→ **SET TASK**:
Repeat the whole listing exactly.

+++

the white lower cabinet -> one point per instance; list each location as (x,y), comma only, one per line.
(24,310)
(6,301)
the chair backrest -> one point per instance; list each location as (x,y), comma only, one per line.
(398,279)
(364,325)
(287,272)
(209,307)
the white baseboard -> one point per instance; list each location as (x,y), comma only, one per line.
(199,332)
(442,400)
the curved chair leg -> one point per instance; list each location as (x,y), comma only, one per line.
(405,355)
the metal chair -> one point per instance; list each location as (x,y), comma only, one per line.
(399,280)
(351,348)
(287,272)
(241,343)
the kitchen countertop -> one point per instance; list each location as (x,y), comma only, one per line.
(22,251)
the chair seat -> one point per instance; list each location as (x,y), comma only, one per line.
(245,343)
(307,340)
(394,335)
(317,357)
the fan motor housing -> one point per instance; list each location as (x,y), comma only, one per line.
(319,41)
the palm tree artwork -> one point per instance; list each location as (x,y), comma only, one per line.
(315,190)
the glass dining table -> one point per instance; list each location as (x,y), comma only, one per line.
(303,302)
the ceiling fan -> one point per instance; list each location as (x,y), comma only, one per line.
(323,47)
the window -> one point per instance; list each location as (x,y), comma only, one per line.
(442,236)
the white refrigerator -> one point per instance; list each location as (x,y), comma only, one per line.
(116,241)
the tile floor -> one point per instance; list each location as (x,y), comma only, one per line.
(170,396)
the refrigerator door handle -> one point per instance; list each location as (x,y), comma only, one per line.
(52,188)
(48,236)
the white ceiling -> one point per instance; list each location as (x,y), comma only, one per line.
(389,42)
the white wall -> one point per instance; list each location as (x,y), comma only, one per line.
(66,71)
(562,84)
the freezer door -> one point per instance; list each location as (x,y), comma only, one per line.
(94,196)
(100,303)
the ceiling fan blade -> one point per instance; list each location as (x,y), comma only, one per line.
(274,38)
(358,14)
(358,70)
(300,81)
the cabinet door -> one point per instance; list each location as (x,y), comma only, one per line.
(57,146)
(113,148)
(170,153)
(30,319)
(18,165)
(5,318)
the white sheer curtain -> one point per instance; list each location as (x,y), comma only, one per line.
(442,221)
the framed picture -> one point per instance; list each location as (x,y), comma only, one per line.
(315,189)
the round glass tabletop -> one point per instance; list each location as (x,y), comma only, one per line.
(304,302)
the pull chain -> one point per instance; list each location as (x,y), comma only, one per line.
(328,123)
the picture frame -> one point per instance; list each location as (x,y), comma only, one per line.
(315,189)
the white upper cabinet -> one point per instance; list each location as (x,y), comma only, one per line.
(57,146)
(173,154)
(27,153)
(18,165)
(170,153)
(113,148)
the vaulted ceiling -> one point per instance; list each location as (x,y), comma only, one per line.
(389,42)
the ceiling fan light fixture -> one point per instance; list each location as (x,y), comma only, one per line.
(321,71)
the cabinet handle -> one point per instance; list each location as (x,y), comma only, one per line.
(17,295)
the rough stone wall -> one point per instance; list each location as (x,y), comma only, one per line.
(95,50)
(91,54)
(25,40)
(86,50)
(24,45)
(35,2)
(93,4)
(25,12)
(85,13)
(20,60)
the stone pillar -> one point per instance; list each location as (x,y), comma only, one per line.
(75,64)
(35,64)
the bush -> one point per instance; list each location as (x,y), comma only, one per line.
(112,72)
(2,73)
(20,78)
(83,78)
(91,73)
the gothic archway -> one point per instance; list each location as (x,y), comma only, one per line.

+++

→ **IN RESPONSE**:
the white lower cabinet -> one point per instance; list each location as (x,y), comma only, one per line.
(24,310)
(6,301)
the chair backrest -> one point per instance; list each location as (x,y), comma only, one per line.
(398,279)
(364,325)
(287,272)
(209,307)
the white baseboard -> one point per instance; list each location as (x,y), comma only, one per line.
(199,332)
(442,400)
the curved chair leg -> one point per instance; list each location as (x,y), comma only, one per line.
(405,355)
the metal chair -> one point per instance; list each location as (x,y), comma only, one per line.
(399,280)
(351,348)
(287,272)
(241,343)
the kitchen countertop -> one point per instance; list each location as (x,y), comma only, one per line.
(22,251)
the chair seat -> one point per instance; list each location as (x,y), comma only, one per line.
(245,343)
(307,340)
(394,335)
(317,357)
the fan motor housing -> one point per instance; list each location as (x,y), comma only, one per line.
(319,41)
the palm tree artwork -> one point per instance; list each location as (x,y), comma only, one per line.
(315,190)
the glass dining table -> one point per instance; list each location as (x,y), comma only, one per line.
(303,302)
the ceiling fan -> one point per instance; list each location as (x,y), comma only, one per line.
(323,47)
the window -> one point per instance; list each location as (x,y), comma only, one per line.
(442,236)
the white refrigerator -> one point per instance; list each location as (x,y), comma only, one per line.
(116,241)
the tile floor -> one point per instance; list each location as (x,y), comma only, one per line.
(170,396)
the refrigerator door handle -> one point per instance; list each location as (x,y), comma only, one per line.
(52,188)
(48,236)
the white ceiling -> one point per instance; list each location as (x,y), comma only, one per line.
(389,42)
the white wall -> one point per instance; list each location as (x,y), comma only, one per line.
(66,71)
(562,84)
the freezer door -> one point per instance; list each location as (x,y), comma only, one per line.
(94,196)
(100,303)
the ceiling fan blade -> one point per instance; list each location as (x,y), comma only, one per line.
(274,38)
(358,14)
(358,70)
(300,81)
the cabinet door -> one point per instance; list each location as (x,y), comma only, one per line.
(57,146)
(113,148)
(170,153)
(30,319)
(18,165)
(5,318)
the white sheer curtain -> one point per instance; list each location as (x,y), comma only, one per line.
(442,221)
the framed picture -> one point per instance; list each location as (x,y), comma only, one per line.
(315,189)
the round glass tabletop -> one point per instance; list each location as (x,y), comma only, one per line.
(304,302)
the pull chain -> one point per instance; list each location as (x,y), comma only, one per line.
(328,123)
the picture frame -> one point per instance; list each location as (x,y), comma only, one per line.
(315,189)
the white upper cabinet -> one point per instance; list each location as (x,y), comma only, one per line.
(57,146)
(173,154)
(27,153)
(18,165)
(170,153)
(113,148)
the vaulted ceiling -> one point per instance; list each location as (x,y), comma only, one per line.
(389,42)
the ceiling fan light fixture -> one point per instance; list each location as (x,y), comma only, one per line.
(321,71)
the cabinet handle -> one point per instance; list each location as (x,y), comma only, one per line.
(17,295)
the rough stone wall -> one point per instance; list each location as (x,y), comma only, one per line.
(95,50)
(91,54)
(25,40)
(86,50)
(24,45)
(35,2)
(93,4)
(25,12)
(85,13)
(20,60)
the stone pillar -> one point per instance; list each location as (x,y), comma only, one per line.
(75,64)
(35,64)
the bush -> one point per instance; list each location as (x,y), comma only, one per line.
(112,72)
(2,73)
(20,78)
(83,78)
(91,73)
the gothic archway -> one point per instance; list each location as (x,y), comma only, one per line.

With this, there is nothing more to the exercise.